Activity →
Give back the entries that follow exactly as written. Any picture gets left out.

Given data →
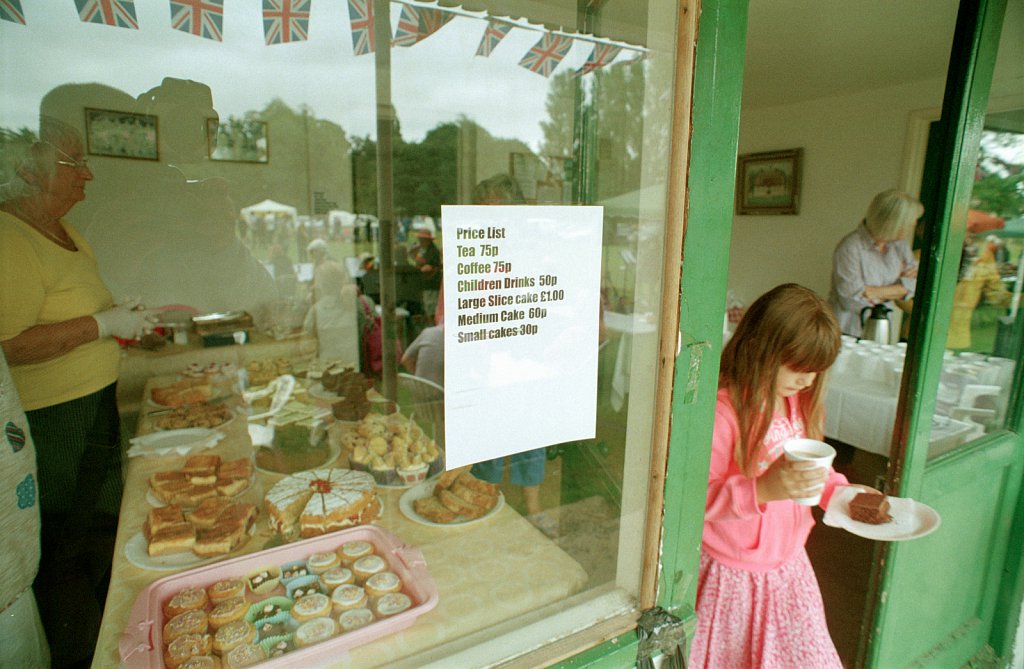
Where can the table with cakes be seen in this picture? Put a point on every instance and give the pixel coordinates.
(281, 512)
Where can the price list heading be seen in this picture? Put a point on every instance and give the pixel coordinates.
(521, 319)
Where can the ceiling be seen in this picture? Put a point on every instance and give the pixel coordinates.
(806, 49)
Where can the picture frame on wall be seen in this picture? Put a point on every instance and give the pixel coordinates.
(121, 134)
(768, 182)
(239, 140)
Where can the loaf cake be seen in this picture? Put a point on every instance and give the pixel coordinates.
(315, 502)
(871, 508)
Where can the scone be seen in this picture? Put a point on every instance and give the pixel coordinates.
(227, 612)
(190, 622)
(185, 600)
(232, 635)
(183, 647)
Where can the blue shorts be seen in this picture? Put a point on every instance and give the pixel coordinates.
(526, 468)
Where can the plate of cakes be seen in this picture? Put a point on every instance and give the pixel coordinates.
(456, 498)
(873, 515)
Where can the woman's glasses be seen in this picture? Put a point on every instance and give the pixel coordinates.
(72, 162)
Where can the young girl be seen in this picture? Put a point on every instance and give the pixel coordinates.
(758, 600)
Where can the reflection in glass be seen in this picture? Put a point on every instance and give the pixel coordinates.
(264, 197)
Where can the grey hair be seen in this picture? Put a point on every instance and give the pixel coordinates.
(892, 215)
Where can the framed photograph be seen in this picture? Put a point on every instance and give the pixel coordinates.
(769, 182)
(121, 134)
(238, 140)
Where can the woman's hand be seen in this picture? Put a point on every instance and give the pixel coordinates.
(785, 479)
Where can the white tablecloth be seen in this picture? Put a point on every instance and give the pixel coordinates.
(861, 396)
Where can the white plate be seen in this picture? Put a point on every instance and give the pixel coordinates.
(137, 553)
(911, 519)
(318, 391)
(178, 442)
(334, 450)
(426, 489)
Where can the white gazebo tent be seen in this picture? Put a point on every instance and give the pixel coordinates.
(269, 209)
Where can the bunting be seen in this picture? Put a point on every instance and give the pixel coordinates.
(201, 17)
(120, 13)
(547, 53)
(11, 10)
(600, 56)
(360, 13)
(286, 21)
(493, 35)
(416, 25)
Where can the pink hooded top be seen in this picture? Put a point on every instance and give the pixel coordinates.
(737, 531)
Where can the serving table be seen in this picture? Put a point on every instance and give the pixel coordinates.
(862, 394)
(487, 572)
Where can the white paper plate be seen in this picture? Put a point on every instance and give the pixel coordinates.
(320, 392)
(426, 489)
(137, 553)
(334, 451)
(171, 442)
(911, 519)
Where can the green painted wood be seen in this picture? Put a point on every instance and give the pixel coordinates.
(935, 600)
(718, 86)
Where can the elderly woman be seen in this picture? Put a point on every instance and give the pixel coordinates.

Result of the exercise →
Where can the table with cakes be seen in this picture? Put a point on every instance and give the pixel coordinates.
(281, 512)
Where can the price list heading be seen in this picture? Put a point on every instance and give the pixel coordinates.
(521, 319)
Where can the ceiling be seen in this picture? Put a point on every instance and give the pixel coordinates.
(806, 49)
Where can the picture frame on wall be seen in this picture? Put a point on every instance and give the pixel coordinates.
(121, 134)
(768, 182)
(239, 140)
Where can the loaf cake be seen in this picture? Put a point on every instance and give the pixel coordinates.
(315, 502)
(871, 508)
Where can the scone be seen in this picture? Put a point on every instance and give the pixel coordinates.
(227, 612)
(190, 622)
(185, 600)
(232, 635)
(183, 647)
Where can the blue shorts be seen in this picture? Put a point on every instance and give the pixel coordinates.
(526, 468)
Where can the plate of cakes be seen in this picture? Put a point on every instance and give the pixel coordinates.
(456, 498)
(873, 515)
Where can the woman's glasses be seen in this picture? Put a point on every instance and give the pixel coordinates.
(72, 162)
Where can the young girl be seen in this picture? Put a point on every instance and give the pixel coordinates.
(758, 600)
Where can the reflection in glass be seen in this picture? Put a point on every instance and give the pixel coordinates.
(264, 197)
Where can the grey hair be seen in this picture? Put a point on every instance and give the pixel coordinates.
(892, 215)
Where can the framed photograph be seen in this picture? Put a point on every instance and give the pixel coordinates.
(769, 182)
(121, 134)
(238, 140)
Where can the woman's hand be seen in this picture? Put a point on every instance and give the pixel coordinates.
(785, 479)
Where can the white tablecloth be seen in this picture? Put a point on every instance and give the pixel coordinates.
(861, 396)
Where can the white plate be seen in this picture? Put a point on every instance and give the pixel coordinates.
(137, 553)
(911, 519)
(318, 391)
(178, 442)
(334, 450)
(426, 489)
Where can the white gazebo tent be seen in this picture? Put a point on every instance and give the pixel coordinates.
(269, 209)
Where can the bunting be seen in this picture? Put a point on every instance and give the pixel coordinates.
(201, 17)
(120, 13)
(547, 53)
(11, 10)
(600, 56)
(360, 13)
(286, 21)
(493, 35)
(416, 25)
Where can the pink hooded top be seen in this picture? Put a point on every instance and give the pixel coordinates.
(737, 531)
Where can the serving table be seen in this picture? Put a point on every instance and give the pixel coordinates.
(862, 394)
(487, 572)
Where can the white paper plate be seen in this picture? Put a point on every instance and give the pixel coordinates.
(320, 392)
(426, 489)
(137, 553)
(334, 451)
(171, 442)
(911, 519)
Where can the green painted wood be seen in this picture? Put a point on every instance and give the pixel coordinates.
(935, 600)
(718, 86)
Where can the elderly woman be seen in this picture? Put a point on every instance and give the pixel coordinates.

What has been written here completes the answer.